To be done> Continue the reviewer's report on preconditioned lasso estimators from its last sentence, writing the next passage in the same voice.

Given text>
┄┄┄┄┄┄┄┄┄┄
First provide a summary of the paper, and then address the following
criteria: Quality, clarity, originality and significance. (For detailed
reviewing guidelines, see
http://nips.cc/PaperInformation/ReviewerInstructions)
The paper addresses preconditioned lasso estimators,
and studies their utility from a non-asymptotic, theoretical framework.
Their main result is a set of bounds (lower and upper) on lambda that are
necessary and sufficient for exact support recovery---they then apply this
result to study the effects of different preconditioning methods. I like
the general perspective of the paper (though I think the authors could
have given a better motivation for their approach). The work is generally
well-written, and as far as I can tell, novel. I do have two major
comments, given below. After that, I give several more minor comments.
========== Major comments:
- Lemma 1 seems like a
novel and interesting result. But at the same time, I'm suspicious of the
"if and only if" here. For this result to be true, it would need to hold
that \lambda_l and \lambda_u, as you've defined them, are knots of the
lasso solution path. From the LARS algorithm (homotopy algorithm) for the
lasso path, we know that the signed support of the lasso solution is
piecewise constant, and only changes at data-dependent knots \lambda_1
\geq \lambda_2 \geq \ldots \lambda_r. Hence it either \lambda_l or
\lambda_u did not coincidence with one of these knots, then we could slide
it to the closest knot (slide to the left for \lambda_l, and to the right
for \lambda_u), and we would know that the constructed support wouldn't
have changed.
Generally, the formulae for these knots, \lambda_1
\geq \lambda_2 \geq \ldots \geq \lambda_r, are complicated since they
depend on the constructed support \hat{S} and signs of the lasso solution
along the lasso solution path. You've written down formulae for \lambda_l
and \lambda_u that depend on S, not \hat{S}, so at a high level, I don't
understand how this can be right.
But at a lower level, skimming
through the proof of your Lemma 1 in the supplementary material, I don't
see any mistakes. Some comments/clarification on my concerns here would be
very helpful.
UPDATE: I now believe that this result is correct.
Given the assumed conditions, we have \hat{S}=S (perfect recovery) so my
initial intuitive concerns are remedied. Furthermore, what you have
written down are actually knots in the lasso path, i.e., these can be
shown to coincide with "hitting times", the values of lambda at which
variables enter the model.
┄┄┄┄┄┄┄┄┄┄
Recorded information>
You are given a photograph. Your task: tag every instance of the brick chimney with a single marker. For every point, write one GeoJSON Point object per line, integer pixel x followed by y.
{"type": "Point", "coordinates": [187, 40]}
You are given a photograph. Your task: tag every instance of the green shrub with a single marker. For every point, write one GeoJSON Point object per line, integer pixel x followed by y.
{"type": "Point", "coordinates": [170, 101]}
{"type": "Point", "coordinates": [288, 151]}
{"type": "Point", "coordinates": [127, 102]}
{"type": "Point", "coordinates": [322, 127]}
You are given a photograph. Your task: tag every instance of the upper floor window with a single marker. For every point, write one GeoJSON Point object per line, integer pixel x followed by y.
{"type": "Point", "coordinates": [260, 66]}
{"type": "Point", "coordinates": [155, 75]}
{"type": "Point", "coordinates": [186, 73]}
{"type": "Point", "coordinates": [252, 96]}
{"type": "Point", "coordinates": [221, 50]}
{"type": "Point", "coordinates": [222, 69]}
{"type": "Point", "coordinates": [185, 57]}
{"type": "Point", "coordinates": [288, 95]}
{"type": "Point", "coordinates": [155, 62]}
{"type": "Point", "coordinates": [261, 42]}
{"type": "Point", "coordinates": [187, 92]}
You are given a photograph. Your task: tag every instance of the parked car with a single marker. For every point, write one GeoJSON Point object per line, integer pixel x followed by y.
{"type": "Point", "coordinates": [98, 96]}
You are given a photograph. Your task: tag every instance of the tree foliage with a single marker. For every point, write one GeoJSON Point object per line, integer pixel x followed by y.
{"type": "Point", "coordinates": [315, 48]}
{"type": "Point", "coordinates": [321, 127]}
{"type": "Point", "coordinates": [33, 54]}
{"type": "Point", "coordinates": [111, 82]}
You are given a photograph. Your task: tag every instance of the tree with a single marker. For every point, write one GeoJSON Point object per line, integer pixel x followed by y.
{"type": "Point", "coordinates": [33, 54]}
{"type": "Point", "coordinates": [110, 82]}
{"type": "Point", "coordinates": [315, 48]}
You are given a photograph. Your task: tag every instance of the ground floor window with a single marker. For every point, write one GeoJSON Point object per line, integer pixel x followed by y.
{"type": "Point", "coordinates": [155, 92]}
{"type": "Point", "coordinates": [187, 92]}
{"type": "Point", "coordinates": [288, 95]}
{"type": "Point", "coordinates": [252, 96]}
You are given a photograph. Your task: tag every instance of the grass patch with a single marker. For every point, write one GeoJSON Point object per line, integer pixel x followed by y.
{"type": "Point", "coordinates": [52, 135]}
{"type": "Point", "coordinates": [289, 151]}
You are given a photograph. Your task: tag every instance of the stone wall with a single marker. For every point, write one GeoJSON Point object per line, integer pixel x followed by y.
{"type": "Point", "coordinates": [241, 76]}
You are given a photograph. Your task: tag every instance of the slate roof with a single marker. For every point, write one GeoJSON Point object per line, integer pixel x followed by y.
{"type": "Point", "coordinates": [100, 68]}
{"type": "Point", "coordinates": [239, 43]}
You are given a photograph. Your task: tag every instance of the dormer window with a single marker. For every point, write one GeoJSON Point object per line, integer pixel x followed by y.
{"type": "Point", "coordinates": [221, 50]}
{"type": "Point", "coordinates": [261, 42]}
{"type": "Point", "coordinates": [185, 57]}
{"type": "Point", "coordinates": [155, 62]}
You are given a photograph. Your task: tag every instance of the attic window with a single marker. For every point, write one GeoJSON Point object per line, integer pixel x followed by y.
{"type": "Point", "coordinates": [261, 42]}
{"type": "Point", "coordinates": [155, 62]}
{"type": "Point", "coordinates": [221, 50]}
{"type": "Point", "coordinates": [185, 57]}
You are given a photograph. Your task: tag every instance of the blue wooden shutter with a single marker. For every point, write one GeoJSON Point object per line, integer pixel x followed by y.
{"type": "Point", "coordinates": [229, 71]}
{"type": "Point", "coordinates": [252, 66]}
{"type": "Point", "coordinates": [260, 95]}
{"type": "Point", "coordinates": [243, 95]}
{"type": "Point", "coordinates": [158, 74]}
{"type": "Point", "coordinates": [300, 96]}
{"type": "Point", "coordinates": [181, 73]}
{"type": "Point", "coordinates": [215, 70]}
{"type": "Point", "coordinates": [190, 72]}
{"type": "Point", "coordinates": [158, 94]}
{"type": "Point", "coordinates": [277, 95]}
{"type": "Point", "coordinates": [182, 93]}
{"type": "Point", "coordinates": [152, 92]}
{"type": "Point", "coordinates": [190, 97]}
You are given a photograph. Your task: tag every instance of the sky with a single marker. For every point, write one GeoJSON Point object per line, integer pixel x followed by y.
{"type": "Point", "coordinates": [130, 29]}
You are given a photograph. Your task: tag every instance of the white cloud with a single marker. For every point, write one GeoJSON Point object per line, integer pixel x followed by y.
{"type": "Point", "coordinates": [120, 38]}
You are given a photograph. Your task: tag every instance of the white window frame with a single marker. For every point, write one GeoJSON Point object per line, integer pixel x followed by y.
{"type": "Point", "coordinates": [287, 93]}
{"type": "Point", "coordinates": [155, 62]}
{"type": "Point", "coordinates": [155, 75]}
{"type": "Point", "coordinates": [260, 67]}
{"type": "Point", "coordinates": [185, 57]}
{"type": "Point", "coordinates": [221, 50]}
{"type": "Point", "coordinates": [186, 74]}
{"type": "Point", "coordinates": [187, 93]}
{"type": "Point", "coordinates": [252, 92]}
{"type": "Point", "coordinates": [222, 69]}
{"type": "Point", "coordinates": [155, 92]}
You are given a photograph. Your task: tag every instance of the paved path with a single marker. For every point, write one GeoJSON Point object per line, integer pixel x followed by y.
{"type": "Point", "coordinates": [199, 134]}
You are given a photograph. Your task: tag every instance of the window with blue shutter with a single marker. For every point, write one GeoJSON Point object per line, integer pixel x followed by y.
┄┄┄┄┄┄┄┄┄┄
Response to the exercise>
- Section 3.2: It seems that the ratios
of the upper and lower lambda bounds, to compare the usual and
preconditioned lasso estimates, is not the right metric---instead you
would want to compare their relative widths: ( \lambda_u - \lambda_l ) /
\lambda_max, where \lambda_max is the smallest value of \lambda for which
all components of the estimate are zero. This has a closed form:
\lambda_max = \|X^T y\|_\infty, i.e., the largest absolute component of
X^T y. Clearly \lambda_max is going to be different between the two
problems (as X becomes P_X X and y becomes P_y y for the preconditioned
lasso).
A simple example shows that using the ratios can give
somewhat undesirable answers: if \lambda_u = 4 and \lambda_l = 2 for the
lasso, and \lambda_u = 2 and \lambda_l = 1 for the preconditioned lasso,
then your metric would say they perform about the same. But if in this
case \lambda_max = 10 for the lasso and \lambda_max = 3 for the
preconditioned lasso, then the story is very different: with respect to
the full range of effective regularization parameter values, only 1/5 of
this range recovers the support for the lasso, and 1/3 of it recovers the
support for the preconditioned lasso.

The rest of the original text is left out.